» WRITTEN INSTRUCTION 1: From the vehicle patent claims below, print the part that opens with the words containing "4. The motor" and closes with "second side gears.".
» WRITTEN INSTRUCTION 2:
Answer these questions using the vehicle patent claims below:
(a) In claim 2, which clutch is released when the first drive mode is established?
(b) In claim 3, which axleshaft is underdriven relative to the input component?
(c) In claim 4, what serves as the input component of the differential?

» EXCERPT:
● ● ● ● ● ● ●

2. The motor vehicle of claim 1 wherein said drive mechanism is
operable to establish a first drive mode when said first mode
clutch is engaged and said second mode clutch is released, whereby
said first axleshaft is underdriven relative to said input
component such that said differential causes said second axleshaft
to be overdriven relative to said input component.
3. The motor vehicle of claim 2 wherein said drive mechanism is
operable to establish a second drive mode when said first mode
clutch is released and said second mode clutch is engaged, whereby
said second axleshaft is underdriven relative to said input
component such that said differential causes said first axleshaft
to be overdriven relative to said input component.
4. The motor vehicle of claim 1 wherein said differential includes
a differential carrier as its input component, a first side gear as
its first output component, a second side gear as its second output
component, and pinion gears supported by said differential carrier
and which are meshed with said first and second side gears.

● ● ● ● ● ● ●

» INFORMATION SHOWN:
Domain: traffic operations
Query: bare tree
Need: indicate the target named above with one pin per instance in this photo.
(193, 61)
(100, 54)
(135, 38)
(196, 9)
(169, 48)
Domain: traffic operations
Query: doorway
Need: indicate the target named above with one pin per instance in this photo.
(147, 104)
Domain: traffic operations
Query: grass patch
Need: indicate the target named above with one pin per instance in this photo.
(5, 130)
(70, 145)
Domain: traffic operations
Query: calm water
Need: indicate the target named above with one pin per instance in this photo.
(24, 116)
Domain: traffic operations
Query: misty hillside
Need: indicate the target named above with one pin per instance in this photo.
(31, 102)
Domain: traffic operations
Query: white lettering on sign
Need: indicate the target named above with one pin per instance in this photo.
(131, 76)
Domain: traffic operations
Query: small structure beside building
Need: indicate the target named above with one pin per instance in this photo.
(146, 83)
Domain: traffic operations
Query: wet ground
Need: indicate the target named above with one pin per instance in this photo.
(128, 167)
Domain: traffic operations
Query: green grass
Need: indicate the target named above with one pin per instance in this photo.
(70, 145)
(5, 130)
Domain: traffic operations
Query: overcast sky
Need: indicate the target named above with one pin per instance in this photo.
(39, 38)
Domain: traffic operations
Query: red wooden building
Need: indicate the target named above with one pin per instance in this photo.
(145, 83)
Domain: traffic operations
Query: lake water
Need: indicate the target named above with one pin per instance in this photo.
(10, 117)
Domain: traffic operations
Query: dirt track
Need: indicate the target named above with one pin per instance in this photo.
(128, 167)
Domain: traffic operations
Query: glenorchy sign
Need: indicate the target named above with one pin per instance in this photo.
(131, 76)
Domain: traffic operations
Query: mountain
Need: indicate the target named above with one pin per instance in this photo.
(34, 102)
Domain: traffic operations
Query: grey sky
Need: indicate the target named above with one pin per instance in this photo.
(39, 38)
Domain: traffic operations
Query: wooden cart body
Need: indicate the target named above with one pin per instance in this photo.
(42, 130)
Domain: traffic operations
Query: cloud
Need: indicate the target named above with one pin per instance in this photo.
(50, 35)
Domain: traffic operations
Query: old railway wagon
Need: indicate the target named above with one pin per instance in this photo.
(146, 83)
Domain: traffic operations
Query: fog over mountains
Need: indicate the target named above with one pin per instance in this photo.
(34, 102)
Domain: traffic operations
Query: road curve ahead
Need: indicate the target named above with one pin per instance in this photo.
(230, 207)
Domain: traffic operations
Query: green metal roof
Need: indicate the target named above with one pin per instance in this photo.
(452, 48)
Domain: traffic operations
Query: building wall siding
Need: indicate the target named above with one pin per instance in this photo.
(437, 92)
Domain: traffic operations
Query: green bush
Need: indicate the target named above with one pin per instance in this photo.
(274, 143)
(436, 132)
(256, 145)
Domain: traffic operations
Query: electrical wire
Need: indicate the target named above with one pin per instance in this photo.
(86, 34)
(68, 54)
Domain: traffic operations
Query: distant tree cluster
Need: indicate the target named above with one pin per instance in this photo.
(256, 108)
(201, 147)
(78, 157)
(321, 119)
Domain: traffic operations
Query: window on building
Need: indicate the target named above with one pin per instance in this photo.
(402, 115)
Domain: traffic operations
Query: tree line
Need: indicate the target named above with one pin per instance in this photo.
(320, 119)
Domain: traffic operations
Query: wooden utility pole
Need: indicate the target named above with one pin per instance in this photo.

● ● ● ● ● ● ●

» COMPLETE ANSWER 1:
4. The motor vehicle of claim 1 wherein said differential includes
a differential carrier as its input component, a first side gear as
its first output component, a second side gear as its second output
component, and pinion gears supported by said differential carrier
and which are meshed with said first and second side gears.

» COMPLETE ANSWER 2:
(a) The second mode clutch.
(b) The second axleshaft.
(c) A differential carrier.